Nothing in the records may be left out or altered; reproduce them all exactly.

--- --- ---

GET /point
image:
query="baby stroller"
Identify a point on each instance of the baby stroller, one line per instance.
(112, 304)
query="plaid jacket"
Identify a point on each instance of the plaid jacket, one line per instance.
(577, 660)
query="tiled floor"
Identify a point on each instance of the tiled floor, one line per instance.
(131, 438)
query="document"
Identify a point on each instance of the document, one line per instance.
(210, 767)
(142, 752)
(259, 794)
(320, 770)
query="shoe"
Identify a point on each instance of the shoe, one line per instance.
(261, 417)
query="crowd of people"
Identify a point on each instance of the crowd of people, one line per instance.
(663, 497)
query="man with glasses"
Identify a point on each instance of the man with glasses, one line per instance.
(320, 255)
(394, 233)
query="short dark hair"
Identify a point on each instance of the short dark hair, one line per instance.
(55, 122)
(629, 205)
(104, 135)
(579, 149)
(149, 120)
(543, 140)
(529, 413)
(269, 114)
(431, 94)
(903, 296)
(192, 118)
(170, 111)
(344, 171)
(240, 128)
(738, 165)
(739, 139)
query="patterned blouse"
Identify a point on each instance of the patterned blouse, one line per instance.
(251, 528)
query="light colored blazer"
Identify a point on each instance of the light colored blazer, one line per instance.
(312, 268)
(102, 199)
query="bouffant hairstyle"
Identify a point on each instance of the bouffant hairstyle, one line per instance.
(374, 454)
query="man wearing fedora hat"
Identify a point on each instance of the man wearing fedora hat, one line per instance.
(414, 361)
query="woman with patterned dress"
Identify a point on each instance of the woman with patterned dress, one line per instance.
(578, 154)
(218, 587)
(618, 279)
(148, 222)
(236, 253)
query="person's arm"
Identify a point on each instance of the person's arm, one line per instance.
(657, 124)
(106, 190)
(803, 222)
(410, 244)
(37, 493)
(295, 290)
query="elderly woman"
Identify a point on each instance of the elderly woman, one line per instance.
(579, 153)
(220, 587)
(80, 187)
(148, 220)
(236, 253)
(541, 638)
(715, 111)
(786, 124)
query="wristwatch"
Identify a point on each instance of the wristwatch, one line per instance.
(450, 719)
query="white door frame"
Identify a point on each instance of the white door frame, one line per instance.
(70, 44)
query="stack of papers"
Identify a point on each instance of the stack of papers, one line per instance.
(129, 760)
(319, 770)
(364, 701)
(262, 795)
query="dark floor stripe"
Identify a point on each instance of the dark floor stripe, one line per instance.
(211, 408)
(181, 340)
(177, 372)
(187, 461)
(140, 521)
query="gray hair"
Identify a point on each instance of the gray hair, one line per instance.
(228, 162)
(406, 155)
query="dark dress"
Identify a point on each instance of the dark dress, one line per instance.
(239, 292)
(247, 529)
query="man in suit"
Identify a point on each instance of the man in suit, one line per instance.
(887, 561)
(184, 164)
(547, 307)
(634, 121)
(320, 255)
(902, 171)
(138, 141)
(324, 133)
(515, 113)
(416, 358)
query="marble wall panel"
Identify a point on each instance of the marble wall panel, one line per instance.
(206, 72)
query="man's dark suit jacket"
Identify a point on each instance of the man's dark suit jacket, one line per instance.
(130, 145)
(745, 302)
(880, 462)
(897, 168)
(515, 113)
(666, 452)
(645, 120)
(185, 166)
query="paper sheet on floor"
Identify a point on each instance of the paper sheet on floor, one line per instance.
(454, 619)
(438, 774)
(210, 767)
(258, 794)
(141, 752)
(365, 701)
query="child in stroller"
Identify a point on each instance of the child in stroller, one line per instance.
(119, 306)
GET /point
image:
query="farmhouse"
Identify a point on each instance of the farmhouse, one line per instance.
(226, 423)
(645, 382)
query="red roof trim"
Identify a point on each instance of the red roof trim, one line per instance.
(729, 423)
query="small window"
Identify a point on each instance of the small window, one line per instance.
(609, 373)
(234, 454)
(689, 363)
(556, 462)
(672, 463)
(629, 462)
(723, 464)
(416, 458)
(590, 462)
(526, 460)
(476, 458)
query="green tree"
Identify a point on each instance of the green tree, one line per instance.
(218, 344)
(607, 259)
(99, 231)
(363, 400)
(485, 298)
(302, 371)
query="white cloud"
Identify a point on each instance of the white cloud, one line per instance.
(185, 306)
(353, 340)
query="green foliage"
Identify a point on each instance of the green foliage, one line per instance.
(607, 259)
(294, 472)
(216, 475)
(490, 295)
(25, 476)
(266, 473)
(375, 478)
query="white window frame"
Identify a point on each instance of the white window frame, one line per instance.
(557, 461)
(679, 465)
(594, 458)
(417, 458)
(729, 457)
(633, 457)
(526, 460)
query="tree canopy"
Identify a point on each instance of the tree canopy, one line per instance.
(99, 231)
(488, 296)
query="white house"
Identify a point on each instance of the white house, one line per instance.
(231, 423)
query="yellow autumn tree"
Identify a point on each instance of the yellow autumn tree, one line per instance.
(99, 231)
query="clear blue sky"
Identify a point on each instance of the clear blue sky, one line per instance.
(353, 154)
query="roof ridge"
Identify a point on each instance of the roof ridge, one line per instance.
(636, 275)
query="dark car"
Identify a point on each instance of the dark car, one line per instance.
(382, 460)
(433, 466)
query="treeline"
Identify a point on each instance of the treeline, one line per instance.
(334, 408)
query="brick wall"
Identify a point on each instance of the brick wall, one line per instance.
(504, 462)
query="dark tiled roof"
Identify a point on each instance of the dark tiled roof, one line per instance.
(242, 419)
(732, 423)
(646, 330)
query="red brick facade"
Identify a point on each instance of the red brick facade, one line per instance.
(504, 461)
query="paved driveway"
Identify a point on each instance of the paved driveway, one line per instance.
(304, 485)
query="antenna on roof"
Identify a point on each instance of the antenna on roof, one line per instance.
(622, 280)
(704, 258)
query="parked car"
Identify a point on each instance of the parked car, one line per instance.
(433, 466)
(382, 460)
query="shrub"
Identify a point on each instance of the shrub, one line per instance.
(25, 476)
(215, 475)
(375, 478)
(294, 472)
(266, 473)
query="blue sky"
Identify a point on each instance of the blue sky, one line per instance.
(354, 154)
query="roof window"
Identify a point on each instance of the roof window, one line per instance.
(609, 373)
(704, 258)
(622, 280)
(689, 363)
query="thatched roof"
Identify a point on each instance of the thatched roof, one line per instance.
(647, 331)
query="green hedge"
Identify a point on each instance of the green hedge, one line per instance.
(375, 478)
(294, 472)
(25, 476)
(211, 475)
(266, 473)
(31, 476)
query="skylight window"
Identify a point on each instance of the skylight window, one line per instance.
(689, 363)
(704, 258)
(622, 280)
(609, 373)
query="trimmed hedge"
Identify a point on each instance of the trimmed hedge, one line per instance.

--- --- ---

_Solution for this exercise_.
GET /point
image:
query="baby stroller"
Identify a point on each instance of the baby stroller, one line per instance.
(112, 304)
query="plaid jacket"
Identify a point on each instance of the plaid jacket, one line per instance.
(577, 660)
query="tiled floor"
Identify a point on each instance of the tiled floor, one line per instance.
(131, 438)
query="document"
Identify a point on each instance of the document, one line per instance.
(210, 767)
(142, 752)
(259, 794)
(320, 770)
query="shoe"
Identify a point on each instance of the shoe, one line per instance.
(261, 417)
query="crowd of people"
Identify a point on each instance of the crowd of people, one line per instance.
(663, 497)
query="man with glasses"
Identify a point on each instance of the man with glasses, one line per instance.
(320, 255)
(394, 233)
query="short dark hair"
Identify a point on each instance of the short dark hair, one line per instance.
(55, 122)
(629, 205)
(104, 135)
(579, 149)
(149, 120)
(543, 140)
(529, 413)
(269, 114)
(431, 94)
(903, 296)
(192, 118)
(170, 111)
(344, 171)
(240, 128)
(738, 165)
(739, 139)
query="patterned blouse"
Identify a point on each instance of the patterned blouse, one line per instance.
(251, 528)
query="light colored blazer"
Identify a point on each instance of the light colored blazer, one line per instance.
(312, 268)
(102, 199)
query="bouffant hairstyle"
Identify a point on each instance of the bouffant hairstyle, one line per instance.
(374, 454)
query="man wearing fedora hat"
Identify a point on each instance of the man wearing fedora hat, one line per instance.
(414, 361)
query="woman with patterned dress"
Identify a point on each instance of the woman with patterned dress, one line per instance.
(578, 154)
(218, 587)
(618, 279)
(148, 222)
(236, 253)
query="person's arm"
Identify a point on each instance of the person's arm, one line per instance.
(657, 124)
(106, 190)
(803, 222)
(410, 244)
(37, 493)
(295, 290)
query="elderly woman"
Identify a point on each instance of the elderly woman, one line per instance.
(579, 153)
(220, 587)
(80, 187)
(148, 220)
(236, 253)
(541, 638)
(715, 111)
(786, 124)
query="wristwatch"
Identify a point on each instance of the wristwatch, one line per instance.
(450, 719)
query="white door frame"
Identify a point on each instance of the white door frame, one line per instance.
(70, 44)
query="stack of papers"
Identify a point on each instance of the stack of papers, one line per instance.
(129, 760)
(319, 770)
(364, 701)
(262, 795)
query="dark floor stripe"
Identify a point on each instance of the dark floor stripe, one line per instance.
(211, 408)
(181, 340)
(177, 372)
(187, 461)
(140, 521)
query="gray hair"
Identify a point on each instance of the gray hair, one line per instance.
(228, 162)
(406, 155)
query="dark dress"
Identify a point on each instance of the dark dress, one line per instance.
(239, 292)
(247, 529)
query="man in suit"
Identify a point on each instance of the man in suit, one line per instance.
(887, 561)
(184, 164)
(547, 307)
(634, 121)
(320, 255)
(902, 171)
(138, 141)
(324, 133)
(515, 113)
(416, 358)
query="marble wall panel"
Identify a point on each instance of the marble wall panel, one line per instance.
(206, 72)
query="man's dark suit jacket"
Identify a point on each instance of the man's dark suit jacket, one line per instance.
(130, 145)
(745, 302)
(880, 462)
(897, 168)
(515, 113)
(666, 452)
(645, 120)
(185, 166)
query="paper sheet on floor"
Identify a point on each instance of the paper sheet on floor, one line per instance.
(454, 619)
(438, 774)
(210, 767)
(258, 794)
(141, 752)
(365, 701)
query="child in stroller"
Identify a point on each instance of the child in stroller, one line per instance.
(119, 306)
GET /point
image:
query="farmhouse"
Identify a point on each instance of the farmhouse, one line per instance.
(226, 423)
(645, 382)
query="red roof trim"
Identify a point on each instance of the red roof trim, one line per instance.
(729, 423)
query="small window"
Identify a point on each instance of the small window, one line per instance.
(609, 373)
(234, 454)
(689, 363)
(556, 462)
(672, 463)
(629, 462)
(723, 464)
(416, 458)
(590, 462)
(526, 460)
(476, 458)
query="green tree"
Identify a point on each instance of the green tree, one line per instance.
(218, 344)
(607, 259)
(99, 231)
(363, 400)
(485, 298)
(302, 371)
query="white cloud"
Identify a point on each instance of the white cloud, one line per instance.
(185, 306)
(353, 340)
query="green foliage"
Identify a point on each instance of the green foliage, one line per instance.
(607, 259)
(294, 472)
(216, 475)
(490, 295)
(25, 476)
(266, 473)
(375, 478)
query="white window frame"
Identify a point on each instance of the white window frame, one line per instance.
(557, 461)
(679, 465)
(594, 458)
(417, 458)
(729, 457)
(633, 457)
(526, 460)
query="tree canopy"
Identify a point on each instance of the tree canopy, one line per instance.
(99, 231)
(488, 296)
query="white house"
Identify a point on each instance of the white house, one line per instance.
(231, 423)
query="yellow autumn tree"
Identify a point on each instance of the yellow autumn tree, one line per instance.
(99, 231)
query="clear blue sky"
Identify a point on each instance of the clear blue sky, one line per instance.
(353, 154)
query="roof ridge"
Identify a point on each instance of the roof ridge, one line per instance.
(636, 275)
query="dark car"
Identify a point on each instance of the dark car, one line per instance.
(382, 460)
(433, 466)
query="treeline"
Identify a point on each instance of the treeline, one line per instance.
(334, 408)
query="brick wall"
Identify a point on each instance of the brick wall, one line per instance.
(504, 462)
query="dark tiled roof"
Identify a point on each instance of the dark tiled roof, one line per instance.
(242, 419)
(732, 423)
(646, 330)
query="red brick facade"
Identify a point on each instance of the red brick facade, one line per instance.
(504, 461)
query="paved driveway"
Identify a point on each instance of the paved driveway, one line per instance.
(304, 485)
query="antenna on roof"
Identify a point on each instance of the antenna on roof, one line per instance.
(622, 280)
(704, 258)
query="parked car"
Identify a point on each instance of the parked car, one line per instance.
(433, 466)
(382, 460)
query="shrub"
Identify a point on each instance of the shrub, one line per instance.
(25, 476)
(215, 475)
(375, 478)
(294, 472)
(266, 473)
query="blue sky"
Identify a point on each instance of the blue sky, one line per instance.
(354, 154)
query="roof window"
Identify a point on each instance of the roof window, one line per instance.
(609, 373)
(704, 258)
(622, 280)
(689, 363)
query="thatched roof"
Identify a point on each instance of the thatched roof, one line per instance.
(647, 331)
query="green hedge"
Identify a point on each instance of the green hedge, one line per instance.
(375, 478)
(294, 472)
(25, 476)
(211, 475)
(266, 473)
(31, 476)
query="skylight window"
Identify a point on each instance of the skylight window, one line per instance.
(689, 363)
(704, 258)
(622, 280)
(609, 373)
query="trimmed hedge"
Identify a point on each instance of the trimmed hedge, one line per instance.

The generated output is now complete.